▶ [ENTRIES PROVIDED]:
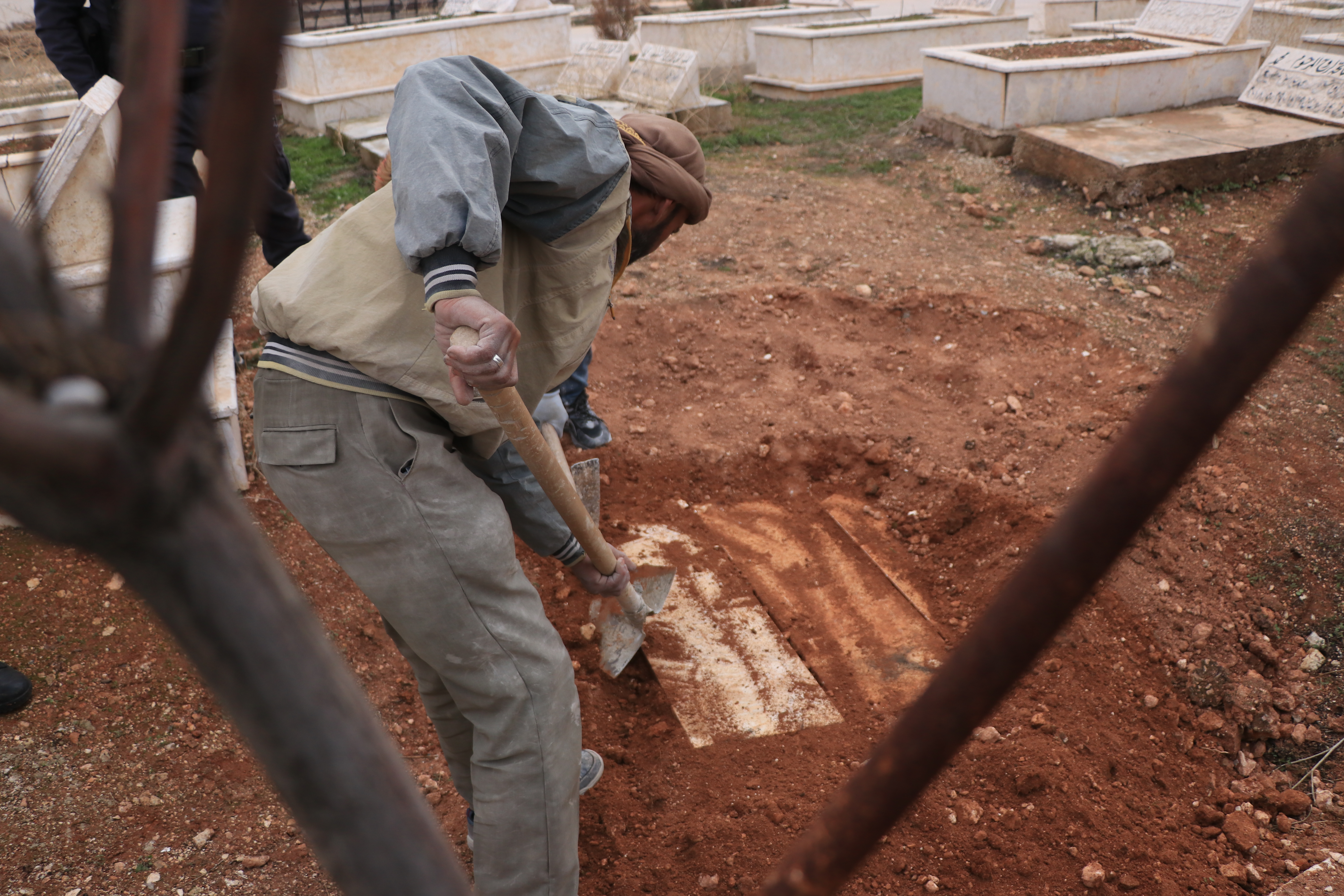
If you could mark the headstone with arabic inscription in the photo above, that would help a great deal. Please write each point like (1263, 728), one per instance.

...

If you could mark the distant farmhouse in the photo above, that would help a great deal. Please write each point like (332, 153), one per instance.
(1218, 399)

* * *

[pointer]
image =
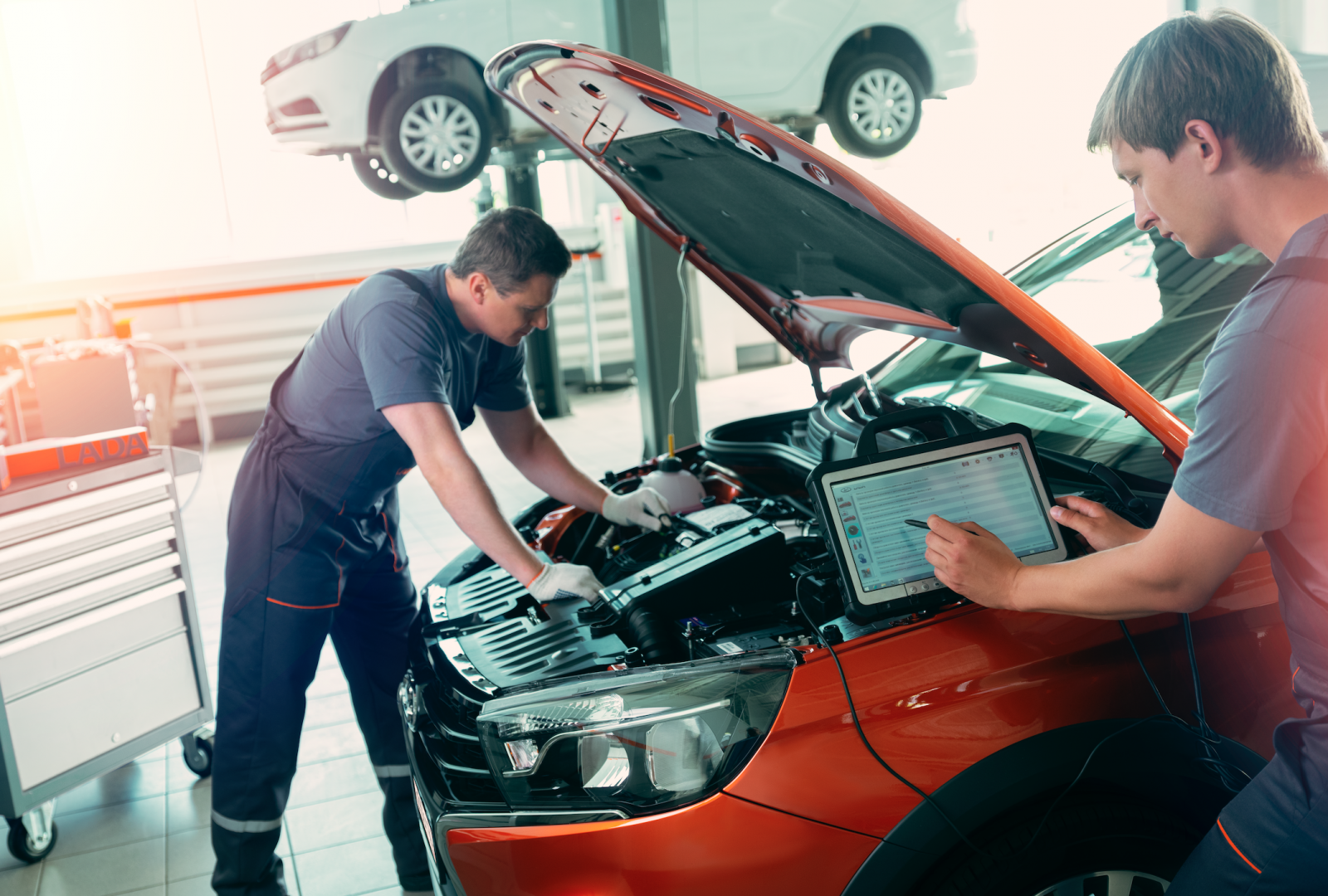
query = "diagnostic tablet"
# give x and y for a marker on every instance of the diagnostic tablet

▶ [STATED EXERCISE]: Copy the entries that begin at the line containing "If you could mark the distant" and end with the line containing "(1218, 399)", swapping "farmhouse" for "barn" and keeping everything else the same. Give only those lines.

▶ [RESULT]:
If you could mark the distant barn in the photo above, that would help a great deal. Please write each point like (332, 153), one per instance.
(1218, 399)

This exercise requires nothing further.